**Requirement**
Reproduce all of the items below, substituting "photograph" for every occurrence of "medical scan" and leaving everything else unchanged.

**Entries shown**
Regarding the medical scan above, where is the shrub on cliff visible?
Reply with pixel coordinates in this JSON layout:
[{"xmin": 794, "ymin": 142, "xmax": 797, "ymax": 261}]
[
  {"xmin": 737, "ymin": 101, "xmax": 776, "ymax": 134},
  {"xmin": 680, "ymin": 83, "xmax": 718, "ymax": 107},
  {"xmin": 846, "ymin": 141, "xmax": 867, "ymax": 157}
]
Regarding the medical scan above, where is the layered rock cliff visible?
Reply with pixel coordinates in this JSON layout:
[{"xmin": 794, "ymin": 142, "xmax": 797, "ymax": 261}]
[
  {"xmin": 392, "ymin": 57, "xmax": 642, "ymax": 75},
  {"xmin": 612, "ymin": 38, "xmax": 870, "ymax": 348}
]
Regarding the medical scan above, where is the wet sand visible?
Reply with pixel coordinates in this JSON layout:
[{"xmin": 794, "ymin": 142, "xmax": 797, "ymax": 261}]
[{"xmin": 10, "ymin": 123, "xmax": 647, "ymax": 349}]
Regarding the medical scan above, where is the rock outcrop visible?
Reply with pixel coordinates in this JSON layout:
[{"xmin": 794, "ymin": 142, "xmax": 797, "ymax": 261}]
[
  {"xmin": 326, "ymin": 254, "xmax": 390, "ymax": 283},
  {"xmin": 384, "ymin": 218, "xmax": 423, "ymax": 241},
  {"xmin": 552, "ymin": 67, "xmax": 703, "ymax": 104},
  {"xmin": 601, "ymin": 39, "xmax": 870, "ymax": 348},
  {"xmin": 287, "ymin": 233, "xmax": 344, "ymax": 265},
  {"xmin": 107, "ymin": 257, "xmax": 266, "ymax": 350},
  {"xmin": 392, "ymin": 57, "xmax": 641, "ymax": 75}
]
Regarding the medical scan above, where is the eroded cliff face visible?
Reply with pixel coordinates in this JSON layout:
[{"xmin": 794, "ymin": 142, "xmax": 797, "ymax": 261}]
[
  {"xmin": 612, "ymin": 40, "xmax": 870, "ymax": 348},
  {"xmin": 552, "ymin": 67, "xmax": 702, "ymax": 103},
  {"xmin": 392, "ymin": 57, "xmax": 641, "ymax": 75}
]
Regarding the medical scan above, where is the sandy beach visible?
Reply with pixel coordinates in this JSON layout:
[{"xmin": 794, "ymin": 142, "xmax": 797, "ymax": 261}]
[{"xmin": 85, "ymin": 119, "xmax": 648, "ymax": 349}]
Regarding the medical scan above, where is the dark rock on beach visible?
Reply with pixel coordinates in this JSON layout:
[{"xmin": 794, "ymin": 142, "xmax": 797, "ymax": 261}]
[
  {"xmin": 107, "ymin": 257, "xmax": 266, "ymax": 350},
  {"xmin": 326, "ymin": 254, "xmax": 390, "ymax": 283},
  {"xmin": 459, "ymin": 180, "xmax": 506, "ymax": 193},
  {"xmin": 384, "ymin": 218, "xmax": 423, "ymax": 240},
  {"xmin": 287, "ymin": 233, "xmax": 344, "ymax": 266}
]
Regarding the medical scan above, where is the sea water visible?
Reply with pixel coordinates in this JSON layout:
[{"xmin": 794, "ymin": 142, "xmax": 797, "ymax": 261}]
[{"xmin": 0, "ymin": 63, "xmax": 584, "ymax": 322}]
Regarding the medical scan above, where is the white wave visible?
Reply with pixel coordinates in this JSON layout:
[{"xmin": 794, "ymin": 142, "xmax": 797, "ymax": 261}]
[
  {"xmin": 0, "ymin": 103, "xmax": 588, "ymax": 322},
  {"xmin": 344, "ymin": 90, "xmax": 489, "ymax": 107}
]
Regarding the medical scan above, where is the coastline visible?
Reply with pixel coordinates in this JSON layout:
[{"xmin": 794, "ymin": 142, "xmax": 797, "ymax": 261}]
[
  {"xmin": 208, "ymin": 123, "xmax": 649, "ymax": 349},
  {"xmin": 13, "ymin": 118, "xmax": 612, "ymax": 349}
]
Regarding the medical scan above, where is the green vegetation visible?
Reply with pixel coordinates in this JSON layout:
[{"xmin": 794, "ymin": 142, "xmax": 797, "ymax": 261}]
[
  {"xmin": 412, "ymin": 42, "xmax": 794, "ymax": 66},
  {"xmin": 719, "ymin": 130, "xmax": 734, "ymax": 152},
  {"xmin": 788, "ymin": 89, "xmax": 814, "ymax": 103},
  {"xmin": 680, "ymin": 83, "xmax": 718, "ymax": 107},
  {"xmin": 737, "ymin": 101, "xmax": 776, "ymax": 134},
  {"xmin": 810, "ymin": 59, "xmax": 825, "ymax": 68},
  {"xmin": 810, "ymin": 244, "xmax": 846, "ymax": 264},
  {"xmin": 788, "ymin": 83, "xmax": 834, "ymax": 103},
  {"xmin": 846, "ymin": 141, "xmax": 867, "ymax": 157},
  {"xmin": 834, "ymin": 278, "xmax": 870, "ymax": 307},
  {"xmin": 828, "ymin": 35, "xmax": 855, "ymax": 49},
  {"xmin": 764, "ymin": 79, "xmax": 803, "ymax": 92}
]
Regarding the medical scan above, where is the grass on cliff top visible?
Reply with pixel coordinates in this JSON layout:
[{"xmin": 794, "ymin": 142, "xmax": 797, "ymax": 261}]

**Reply to the exercise**
Regarding the photograph above, where is the shrub on cliff visible?
Reply with pixel coordinates in this JSON layout:
[{"xmin": 794, "ymin": 142, "xmax": 797, "ymax": 261}]
[
  {"xmin": 737, "ymin": 101, "xmax": 776, "ymax": 134},
  {"xmin": 680, "ymin": 83, "xmax": 718, "ymax": 107},
  {"xmin": 846, "ymin": 141, "xmax": 867, "ymax": 157}
]
Regarding the photograph above, where is the layered rock cliff visible?
Reply with pixel coordinates in this JSON layout:
[{"xmin": 794, "ymin": 142, "xmax": 797, "ymax": 261}]
[
  {"xmin": 392, "ymin": 57, "xmax": 642, "ymax": 75},
  {"xmin": 612, "ymin": 38, "xmax": 870, "ymax": 348}
]
Regarding the photograph above, where is the wet sand visible?
Reply with pixel coordinates in this JSON layout:
[{"xmin": 794, "ymin": 142, "xmax": 797, "ymax": 261}]
[{"xmin": 10, "ymin": 123, "xmax": 647, "ymax": 349}]
Regarding the photograph above, where is the rock outcrop visible?
Reply with pixel coordinates in this JSON layout:
[{"xmin": 794, "ymin": 142, "xmax": 797, "ymax": 261}]
[
  {"xmin": 326, "ymin": 254, "xmax": 390, "ymax": 283},
  {"xmin": 384, "ymin": 218, "xmax": 423, "ymax": 241},
  {"xmin": 552, "ymin": 67, "xmax": 703, "ymax": 104},
  {"xmin": 601, "ymin": 39, "xmax": 870, "ymax": 348},
  {"xmin": 287, "ymin": 233, "xmax": 344, "ymax": 265},
  {"xmin": 107, "ymin": 257, "xmax": 266, "ymax": 350},
  {"xmin": 392, "ymin": 57, "xmax": 641, "ymax": 75}
]
Regarding the photograph above, where is the eroded cliff face visible?
Reply with pixel coordinates in this JSON layout:
[{"xmin": 794, "ymin": 142, "xmax": 797, "ymax": 261}]
[
  {"xmin": 612, "ymin": 40, "xmax": 870, "ymax": 348},
  {"xmin": 552, "ymin": 67, "xmax": 702, "ymax": 103},
  {"xmin": 392, "ymin": 57, "xmax": 641, "ymax": 75}
]
Regarding the photograph above, where is the sandy beach visible?
Reply with pixel coordinates in this JSON layout:
[{"xmin": 794, "ymin": 142, "xmax": 797, "ymax": 261}]
[{"xmin": 85, "ymin": 119, "xmax": 648, "ymax": 349}]
Regarding the photograph above, where is the dark rock on beach visible?
Reply with pixel coordinates in this JSON layout:
[{"xmin": 794, "ymin": 142, "xmax": 797, "ymax": 261}]
[
  {"xmin": 107, "ymin": 257, "xmax": 266, "ymax": 350},
  {"xmin": 326, "ymin": 254, "xmax": 390, "ymax": 283},
  {"xmin": 459, "ymin": 180, "xmax": 506, "ymax": 193},
  {"xmin": 384, "ymin": 218, "xmax": 423, "ymax": 240},
  {"xmin": 287, "ymin": 233, "xmax": 344, "ymax": 266}
]
Regarding the photograph above, where is the sea water visible?
Reply with pixel coordinates in this JSON layout:
[{"xmin": 794, "ymin": 142, "xmax": 797, "ymax": 261}]
[{"xmin": 0, "ymin": 63, "xmax": 584, "ymax": 322}]
Regarding the photograph above, where is the white wave visible?
Reply with pixel coordinates in this JSON layout:
[{"xmin": 794, "ymin": 142, "xmax": 797, "ymax": 261}]
[
  {"xmin": 0, "ymin": 103, "xmax": 588, "ymax": 322},
  {"xmin": 344, "ymin": 90, "xmax": 489, "ymax": 107}
]
Regarding the photograph above, where is the coastline visible?
Reply with pixel coordinates in this JSON layout:
[{"xmin": 794, "ymin": 142, "xmax": 797, "ymax": 261}]
[
  {"xmin": 208, "ymin": 123, "xmax": 649, "ymax": 349},
  {"xmin": 13, "ymin": 118, "xmax": 612, "ymax": 349}
]
Regarding the photograph above, where is the green vegetation visible?
Reply with pixel coordinates in this JSON layout:
[{"xmin": 794, "ymin": 142, "xmax": 797, "ymax": 261}]
[
  {"xmin": 412, "ymin": 42, "xmax": 794, "ymax": 66},
  {"xmin": 719, "ymin": 130, "xmax": 734, "ymax": 152},
  {"xmin": 788, "ymin": 89, "xmax": 814, "ymax": 103},
  {"xmin": 680, "ymin": 83, "xmax": 718, "ymax": 107},
  {"xmin": 737, "ymin": 101, "xmax": 776, "ymax": 134},
  {"xmin": 810, "ymin": 59, "xmax": 825, "ymax": 68},
  {"xmin": 810, "ymin": 244, "xmax": 846, "ymax": 264},
  {"xmin": 788, "ymin": 83, "xmax": 834, "ymax": 103},
  {"xmin": 846, "ymin": 141, "xmax": 867, "ymax": 157},
  {"xmin": 834, "ymin": 278, "xmax": 870, "ymax": 307},
  {"xmin": 828, "ymin": 35, "xmax": 855, "ymax": 49},
  {"xmin": 764, "ymin": 79, "xmax": 803, "ymax": 92}
]
Regarding the photograph above, where is the grass on cliff top visible?
Reply with pixel coordinates in this JSON layout:
[{"xmin": 794, "ymin": 142, "xmax": 797, "ymax": 261}]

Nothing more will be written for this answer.